- Текст упражнения
-----

Но — не решился. Может быть, потому, что сам Маяковский эту строфу потом вычеркнул. Нарбут дал ей другое название - «Спираль». В каком-то смысле, оно оказалось точней — не прошел стороной, а зажат и раздавлен стальной пружиной, спиралью своего земного пути.
Ещё в стихотворении 1912 года Нарбут писал:
Луна, как голова, с которой
кровавый скальп содрал закат.
Ах, если бы только закат…
Катаев, Суок и Олеша на похоронах Маяковского
И вот пришла эта страшная ночь с 26-го на 27-е октября 1936 года. В квартире №17 дома № 15 по Курсовому переулку случилось то, что во многих квартирах в ту и другую ночи тех лет.
Его взяли на рассвете.

-----

Данные для локализации точек
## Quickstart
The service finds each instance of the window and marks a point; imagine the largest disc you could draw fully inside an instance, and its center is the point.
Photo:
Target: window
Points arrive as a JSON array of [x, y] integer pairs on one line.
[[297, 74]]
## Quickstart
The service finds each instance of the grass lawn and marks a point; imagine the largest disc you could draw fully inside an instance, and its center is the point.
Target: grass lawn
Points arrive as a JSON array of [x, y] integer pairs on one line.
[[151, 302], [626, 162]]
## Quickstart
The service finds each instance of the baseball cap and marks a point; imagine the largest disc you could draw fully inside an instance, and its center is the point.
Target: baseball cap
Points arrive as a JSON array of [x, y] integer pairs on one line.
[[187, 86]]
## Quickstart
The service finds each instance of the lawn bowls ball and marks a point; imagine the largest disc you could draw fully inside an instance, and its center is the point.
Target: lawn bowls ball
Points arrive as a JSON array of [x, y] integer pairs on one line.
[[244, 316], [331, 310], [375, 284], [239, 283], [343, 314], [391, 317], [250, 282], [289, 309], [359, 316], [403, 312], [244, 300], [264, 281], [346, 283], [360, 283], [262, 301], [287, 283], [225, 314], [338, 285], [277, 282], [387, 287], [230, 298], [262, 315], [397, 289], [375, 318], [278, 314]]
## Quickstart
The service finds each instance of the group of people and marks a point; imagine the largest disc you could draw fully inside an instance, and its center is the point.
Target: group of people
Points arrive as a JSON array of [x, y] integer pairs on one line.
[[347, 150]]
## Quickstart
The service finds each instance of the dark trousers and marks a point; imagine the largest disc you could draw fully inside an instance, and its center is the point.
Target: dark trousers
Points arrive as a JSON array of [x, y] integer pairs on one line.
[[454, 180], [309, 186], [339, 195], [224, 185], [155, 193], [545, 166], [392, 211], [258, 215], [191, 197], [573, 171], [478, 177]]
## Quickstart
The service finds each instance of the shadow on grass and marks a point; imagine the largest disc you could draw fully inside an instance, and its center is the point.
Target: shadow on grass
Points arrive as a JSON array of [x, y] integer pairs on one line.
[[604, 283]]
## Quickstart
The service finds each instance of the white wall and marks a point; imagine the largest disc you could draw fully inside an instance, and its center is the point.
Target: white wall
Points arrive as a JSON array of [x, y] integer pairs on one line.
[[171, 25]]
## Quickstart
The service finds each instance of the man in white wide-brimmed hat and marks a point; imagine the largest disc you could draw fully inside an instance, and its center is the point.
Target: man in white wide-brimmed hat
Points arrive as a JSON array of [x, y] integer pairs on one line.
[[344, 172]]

-----

- Задания
a) Измените фрагмент текста о Нарбуте, который начинается словами «Ах, если бы» и заканчивается словами «ночи тех лет.»: замените в нём «страшная» на «тёмная» и приведите фрагмент целиком.
b) Напишите продолжение текста о Нарбуте, начиная сразу после его последнего предложения.
Записи не имеют отношения к тексту о Нарбуте.

- Ответы
a)
Ах, если бы только закат…
Катаев, Суок и Олеша на похоронах Маяковского
И вот пришла эта тёмная ночь с 26-го на 27-е октября 1936 года. В квартире №17 дома № 15 по Курсовому переулку случилось то, что во многих квартирах в ту и другую ночи тех лет.

b)
Нарбут и Серафима до 1936 года
Сохранились воспоминания об этом аресте Серафимы Густавовны Суок, жены поэта:
«Стук в дверь. Проснулся Володя, разбудил меня. Кто там? Проверка паспортов!! Что-то натянули на себя, открыли дверь: человек в форме НКВД, штатский... У меня закрываются глаза от желания спать, опять разговор с Володей перед сном — неприятный, что мы должны разойтись. — Вижу, Володя дает свой паспорт, и ему протягивают бумажку. Все прошло — сон, нехорошие мысли, лень — покажите мне! — Он видел. Мама? — Ордер на обыск и арест. Всему был конец. Тогда я этого не понимала. Я как во сне, честное слово, как во сне шла к Лиде в 5 часов утра после обыска, без мыслей, тупо бежала по улицам рассказать о чудовищном сне — Володю арестовали.
Уходя, он вернулся — поцеловал меня. Заплакал — я видела последний раз его, покачался смешной его походкой на левый бок, спину в длинном синем пальто. И все...»
Потом было стояние в очередях на Кузнецком 24 и под стенами тюрем с передачами. Отказы в свиданиях. Ожидание приговора.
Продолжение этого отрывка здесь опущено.